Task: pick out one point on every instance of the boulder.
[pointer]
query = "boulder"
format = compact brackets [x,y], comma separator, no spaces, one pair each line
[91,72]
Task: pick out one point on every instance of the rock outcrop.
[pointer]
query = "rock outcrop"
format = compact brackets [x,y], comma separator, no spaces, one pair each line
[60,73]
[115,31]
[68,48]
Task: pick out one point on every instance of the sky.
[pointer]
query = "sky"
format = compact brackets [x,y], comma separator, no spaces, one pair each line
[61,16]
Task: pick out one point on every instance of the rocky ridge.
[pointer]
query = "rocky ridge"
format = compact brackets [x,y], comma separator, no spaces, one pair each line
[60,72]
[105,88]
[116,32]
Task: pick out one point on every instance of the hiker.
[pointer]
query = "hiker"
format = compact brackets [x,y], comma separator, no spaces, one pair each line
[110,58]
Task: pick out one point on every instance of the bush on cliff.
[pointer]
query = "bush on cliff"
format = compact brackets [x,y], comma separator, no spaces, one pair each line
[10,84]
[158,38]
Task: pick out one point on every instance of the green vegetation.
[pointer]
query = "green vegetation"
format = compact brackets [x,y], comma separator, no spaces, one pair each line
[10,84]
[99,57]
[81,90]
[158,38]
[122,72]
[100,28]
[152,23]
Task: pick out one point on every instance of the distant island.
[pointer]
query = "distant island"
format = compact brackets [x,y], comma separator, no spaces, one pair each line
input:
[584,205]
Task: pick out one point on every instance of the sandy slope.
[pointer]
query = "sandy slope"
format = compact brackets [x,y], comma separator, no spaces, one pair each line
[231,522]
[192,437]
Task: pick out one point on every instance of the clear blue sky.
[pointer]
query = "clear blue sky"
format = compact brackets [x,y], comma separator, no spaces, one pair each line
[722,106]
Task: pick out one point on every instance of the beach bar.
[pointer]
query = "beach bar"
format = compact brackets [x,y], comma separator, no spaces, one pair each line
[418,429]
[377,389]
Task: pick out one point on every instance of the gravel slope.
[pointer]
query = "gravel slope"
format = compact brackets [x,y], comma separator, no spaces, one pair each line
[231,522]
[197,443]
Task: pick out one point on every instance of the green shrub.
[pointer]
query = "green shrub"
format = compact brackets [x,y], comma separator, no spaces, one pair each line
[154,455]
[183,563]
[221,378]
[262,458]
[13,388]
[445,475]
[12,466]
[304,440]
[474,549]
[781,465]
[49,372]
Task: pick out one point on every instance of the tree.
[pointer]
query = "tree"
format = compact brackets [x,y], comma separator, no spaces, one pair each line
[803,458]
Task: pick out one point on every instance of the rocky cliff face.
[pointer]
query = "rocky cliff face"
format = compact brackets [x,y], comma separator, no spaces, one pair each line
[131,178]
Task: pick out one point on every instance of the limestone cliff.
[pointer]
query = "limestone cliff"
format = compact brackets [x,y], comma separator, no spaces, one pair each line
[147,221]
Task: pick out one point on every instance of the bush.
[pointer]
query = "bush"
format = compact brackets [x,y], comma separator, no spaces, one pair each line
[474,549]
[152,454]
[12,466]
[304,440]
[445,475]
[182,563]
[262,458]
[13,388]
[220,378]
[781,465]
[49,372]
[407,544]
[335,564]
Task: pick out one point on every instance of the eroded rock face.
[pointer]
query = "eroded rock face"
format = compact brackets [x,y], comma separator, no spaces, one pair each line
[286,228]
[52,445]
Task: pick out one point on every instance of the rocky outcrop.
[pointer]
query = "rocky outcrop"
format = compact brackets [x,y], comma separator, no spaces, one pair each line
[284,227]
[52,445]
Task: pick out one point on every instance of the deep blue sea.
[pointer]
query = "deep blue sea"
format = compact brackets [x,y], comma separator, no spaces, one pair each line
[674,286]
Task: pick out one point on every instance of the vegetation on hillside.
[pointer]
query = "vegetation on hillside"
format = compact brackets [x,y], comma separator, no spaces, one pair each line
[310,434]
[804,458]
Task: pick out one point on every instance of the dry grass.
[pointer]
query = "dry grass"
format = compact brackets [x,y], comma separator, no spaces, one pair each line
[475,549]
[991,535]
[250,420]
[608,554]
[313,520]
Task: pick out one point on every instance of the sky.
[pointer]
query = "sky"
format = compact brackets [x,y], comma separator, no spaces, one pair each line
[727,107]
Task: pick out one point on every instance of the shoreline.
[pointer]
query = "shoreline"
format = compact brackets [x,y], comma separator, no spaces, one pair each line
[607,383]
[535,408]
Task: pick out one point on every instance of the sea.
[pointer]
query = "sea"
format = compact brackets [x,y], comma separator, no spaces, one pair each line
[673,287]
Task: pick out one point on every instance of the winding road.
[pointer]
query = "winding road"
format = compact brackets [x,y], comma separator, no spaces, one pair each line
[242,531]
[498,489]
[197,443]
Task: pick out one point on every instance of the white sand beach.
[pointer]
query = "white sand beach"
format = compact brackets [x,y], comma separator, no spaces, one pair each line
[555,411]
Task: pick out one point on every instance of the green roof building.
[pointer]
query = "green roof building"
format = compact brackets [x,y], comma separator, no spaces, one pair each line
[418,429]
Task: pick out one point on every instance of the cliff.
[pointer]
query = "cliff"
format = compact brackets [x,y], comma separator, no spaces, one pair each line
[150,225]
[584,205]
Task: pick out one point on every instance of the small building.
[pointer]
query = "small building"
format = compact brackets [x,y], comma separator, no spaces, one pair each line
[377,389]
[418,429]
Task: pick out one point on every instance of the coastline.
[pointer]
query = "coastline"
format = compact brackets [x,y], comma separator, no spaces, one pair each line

----------------

Output the lines from the one with "Task: pick out one point on every instance of the cliff." through the end of the records above, exactly, including both ends, and nothing besides.

SOLUTION FOR THIS PROBLEM:
Task: pick out one point on every instance of the cliff.
[pointer]
query = "cliff"
format = compact brackets [x,y], comma separator, no spaces, one pair each line
[150,225]
[584,205]
Task: pick out one point on every instance of the small building.
[pointer]
query = "small building"
format = compact brackets [x,y], comma separator, no spaces, one pair each line
[377,389]
[418,429]
Task: pick out one point on every instance of the coastline.
[pointer]
query = "coastline"
format = compact brackets [x,y], comma separator, no spaces, one pair each line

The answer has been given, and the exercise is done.